* What is needed: Using the travel blog post below, explain in one to three sentences why the writer is leaving Costa Rica for Nicaragua and Guatemala.

Saturday, December 26, 2009

The Times They Are A Changin' - Puriscal, Costa Rica

It´s the final countdown folks, after being at this farm for a month and a half I am leaving in five days to be exact. I might as well change the title of my blog while I am at it, I am getting out of Costa Rica next weekend and heading first to Nicaragua for awhile and then to Guatemala to check out the Mayan ruins. The reason for this change? A big part of it has to do with the fact that Costa Rica really isn´t that affordable, you end up paying close to American prices for food. Second is that it is now full blown tourist season and I want nothing to do with hoardes of ignorant tourists here to spend a couple weeks partying. Finally, after having researched and talked to many a person, I have realized that heading north will provide me with the adventures and further culture shock I am seeking during this journey. Point blank; Costa Rica is Americanized. Not saying I don´t love this country and it´s inhabitants, cause I really do, but I will just have to explore it more next time.

So many are probably wondering about my farm misadventures over this last month and a half and man oh man have there been plenty. After a week of spending time working my butt off at the main farm I moved up to another piece of their property with a nice couple that turned out to be from Portland as well. The other peice of property was literally a shack in the middle of the jungle and in order to get there or to get to civilization from there, you have to walk down and then up two steep hills divided by a large river. So I probably don´t need to point out that it took a bit to get used to. We had to haul up a couple goats, three horses, four chickens, two ducks, and a partridge in a pear tree. Merry Christmas by the way. Anyhow, it took a week or so to get settled in and in the swing of things up there in our temporary home we´d come to dub Camp Neverland. The nights were spent simply enough; preparing dinner, reading, playing UNO, bitching about our days. Days were spent working in the lemon orchard adjacent to the shack or repairing the broken water pipes or some other backbreaking sweat inducing job or defending ourselves from Mr. Darcy´s attacks. Mr. Darcy is the infamous male goat we had the misfortune of watching over, he just isn´t a pleasant animal. He likes to try and butt his head into you when you´re not looking and if that´s not bad enough, he smells horrendous! Male goats enjoy urinating on their own faces, no joke, it attracts the female goats, I don´t think I´ll be imitating nature anytime soon with that one.

* Dataset excerpts:
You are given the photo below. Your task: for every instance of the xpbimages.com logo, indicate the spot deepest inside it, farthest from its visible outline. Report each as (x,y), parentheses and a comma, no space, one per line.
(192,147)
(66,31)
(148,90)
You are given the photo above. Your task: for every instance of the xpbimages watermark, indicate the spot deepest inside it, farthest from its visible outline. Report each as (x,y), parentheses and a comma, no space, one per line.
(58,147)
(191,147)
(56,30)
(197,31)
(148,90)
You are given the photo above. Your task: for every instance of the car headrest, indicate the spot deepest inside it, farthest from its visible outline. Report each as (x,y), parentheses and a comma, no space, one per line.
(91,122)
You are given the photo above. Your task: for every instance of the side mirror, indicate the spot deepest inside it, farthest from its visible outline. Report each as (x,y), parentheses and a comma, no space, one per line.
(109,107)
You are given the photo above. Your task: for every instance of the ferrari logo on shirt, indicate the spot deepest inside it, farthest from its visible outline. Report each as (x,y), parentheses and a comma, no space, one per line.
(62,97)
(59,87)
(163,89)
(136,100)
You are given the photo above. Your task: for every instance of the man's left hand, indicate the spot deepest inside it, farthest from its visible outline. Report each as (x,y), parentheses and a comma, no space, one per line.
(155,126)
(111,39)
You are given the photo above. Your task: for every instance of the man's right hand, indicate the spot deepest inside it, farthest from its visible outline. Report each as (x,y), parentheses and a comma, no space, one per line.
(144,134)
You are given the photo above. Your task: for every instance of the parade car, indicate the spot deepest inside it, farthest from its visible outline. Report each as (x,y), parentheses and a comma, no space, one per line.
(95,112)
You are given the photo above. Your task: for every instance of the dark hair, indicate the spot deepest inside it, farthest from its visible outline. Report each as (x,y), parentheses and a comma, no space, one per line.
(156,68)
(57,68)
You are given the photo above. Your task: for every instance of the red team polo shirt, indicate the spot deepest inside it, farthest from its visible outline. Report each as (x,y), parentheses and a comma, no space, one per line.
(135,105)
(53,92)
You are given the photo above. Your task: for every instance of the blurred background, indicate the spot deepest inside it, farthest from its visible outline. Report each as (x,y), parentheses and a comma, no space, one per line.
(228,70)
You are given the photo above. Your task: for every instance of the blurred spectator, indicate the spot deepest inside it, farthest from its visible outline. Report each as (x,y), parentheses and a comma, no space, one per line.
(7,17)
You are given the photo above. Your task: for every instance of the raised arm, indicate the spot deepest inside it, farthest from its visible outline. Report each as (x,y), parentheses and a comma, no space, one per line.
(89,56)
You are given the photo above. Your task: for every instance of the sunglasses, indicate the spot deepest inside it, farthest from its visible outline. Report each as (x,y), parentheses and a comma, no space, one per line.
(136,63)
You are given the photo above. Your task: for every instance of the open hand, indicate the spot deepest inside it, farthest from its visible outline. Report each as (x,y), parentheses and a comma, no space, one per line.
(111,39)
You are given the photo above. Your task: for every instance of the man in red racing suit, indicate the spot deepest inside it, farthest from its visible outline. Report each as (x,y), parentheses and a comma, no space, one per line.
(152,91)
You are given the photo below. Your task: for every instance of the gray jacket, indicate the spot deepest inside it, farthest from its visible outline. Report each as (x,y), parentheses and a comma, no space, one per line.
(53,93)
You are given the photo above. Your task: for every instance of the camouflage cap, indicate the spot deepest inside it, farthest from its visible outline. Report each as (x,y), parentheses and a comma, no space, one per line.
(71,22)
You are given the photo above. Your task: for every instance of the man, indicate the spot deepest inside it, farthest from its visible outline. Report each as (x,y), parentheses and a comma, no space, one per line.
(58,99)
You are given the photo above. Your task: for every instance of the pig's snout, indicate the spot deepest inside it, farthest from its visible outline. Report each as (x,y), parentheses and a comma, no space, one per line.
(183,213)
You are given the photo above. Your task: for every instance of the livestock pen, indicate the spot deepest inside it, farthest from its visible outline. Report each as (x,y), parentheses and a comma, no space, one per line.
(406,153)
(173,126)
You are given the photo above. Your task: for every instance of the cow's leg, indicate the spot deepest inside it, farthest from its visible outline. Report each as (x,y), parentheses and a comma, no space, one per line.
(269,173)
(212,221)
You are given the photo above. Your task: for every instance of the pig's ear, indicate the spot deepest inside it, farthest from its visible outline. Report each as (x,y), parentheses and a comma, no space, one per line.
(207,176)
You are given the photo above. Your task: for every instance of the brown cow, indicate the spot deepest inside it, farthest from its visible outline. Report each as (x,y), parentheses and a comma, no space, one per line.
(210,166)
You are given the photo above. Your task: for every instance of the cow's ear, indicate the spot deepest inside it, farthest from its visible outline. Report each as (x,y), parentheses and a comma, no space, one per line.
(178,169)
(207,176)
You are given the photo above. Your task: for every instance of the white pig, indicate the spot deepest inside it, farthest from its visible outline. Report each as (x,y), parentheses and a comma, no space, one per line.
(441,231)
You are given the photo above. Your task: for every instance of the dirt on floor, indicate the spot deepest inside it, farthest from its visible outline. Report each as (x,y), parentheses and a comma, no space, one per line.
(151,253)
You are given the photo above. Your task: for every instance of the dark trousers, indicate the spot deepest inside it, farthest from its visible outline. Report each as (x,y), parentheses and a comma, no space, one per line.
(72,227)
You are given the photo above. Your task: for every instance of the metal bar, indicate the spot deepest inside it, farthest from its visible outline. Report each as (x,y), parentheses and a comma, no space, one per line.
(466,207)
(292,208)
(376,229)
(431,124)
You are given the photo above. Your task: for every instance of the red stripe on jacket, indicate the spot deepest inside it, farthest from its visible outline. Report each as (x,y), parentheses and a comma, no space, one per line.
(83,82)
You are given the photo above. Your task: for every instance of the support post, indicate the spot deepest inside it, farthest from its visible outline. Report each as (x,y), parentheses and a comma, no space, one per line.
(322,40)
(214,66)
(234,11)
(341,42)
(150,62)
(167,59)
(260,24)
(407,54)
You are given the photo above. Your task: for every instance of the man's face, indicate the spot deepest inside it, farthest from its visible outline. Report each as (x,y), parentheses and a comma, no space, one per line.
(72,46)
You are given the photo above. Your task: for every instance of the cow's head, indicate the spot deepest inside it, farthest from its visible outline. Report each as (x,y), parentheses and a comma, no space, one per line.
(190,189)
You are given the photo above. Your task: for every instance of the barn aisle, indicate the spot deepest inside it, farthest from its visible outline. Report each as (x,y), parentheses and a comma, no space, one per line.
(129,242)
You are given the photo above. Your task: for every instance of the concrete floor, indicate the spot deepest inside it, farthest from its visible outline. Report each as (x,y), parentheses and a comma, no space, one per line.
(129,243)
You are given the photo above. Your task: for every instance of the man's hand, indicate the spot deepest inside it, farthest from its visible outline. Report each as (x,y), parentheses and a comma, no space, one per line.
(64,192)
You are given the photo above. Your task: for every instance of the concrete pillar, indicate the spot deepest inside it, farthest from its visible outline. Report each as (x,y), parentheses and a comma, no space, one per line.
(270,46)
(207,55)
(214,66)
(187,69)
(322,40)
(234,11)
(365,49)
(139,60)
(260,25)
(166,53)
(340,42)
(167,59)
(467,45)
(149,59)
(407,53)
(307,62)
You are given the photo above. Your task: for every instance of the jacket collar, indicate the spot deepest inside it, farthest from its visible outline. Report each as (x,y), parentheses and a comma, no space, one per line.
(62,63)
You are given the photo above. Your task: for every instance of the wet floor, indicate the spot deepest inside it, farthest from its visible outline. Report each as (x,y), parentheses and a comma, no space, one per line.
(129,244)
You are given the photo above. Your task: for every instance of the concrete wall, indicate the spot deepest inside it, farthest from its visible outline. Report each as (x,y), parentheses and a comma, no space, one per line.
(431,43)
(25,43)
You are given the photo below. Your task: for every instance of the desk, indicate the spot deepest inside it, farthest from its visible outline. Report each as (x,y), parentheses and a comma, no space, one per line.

* Complete answer: Costa Rica isn't very affordable, since food costs close to American prices, and full tourist season has brought crowds of partying tourists the writer wants to avoid. After research and many conversations, the writer also concluded that heading north would bring the adventure and further culture shock they want from the journey, because Costa Rica is Americanized.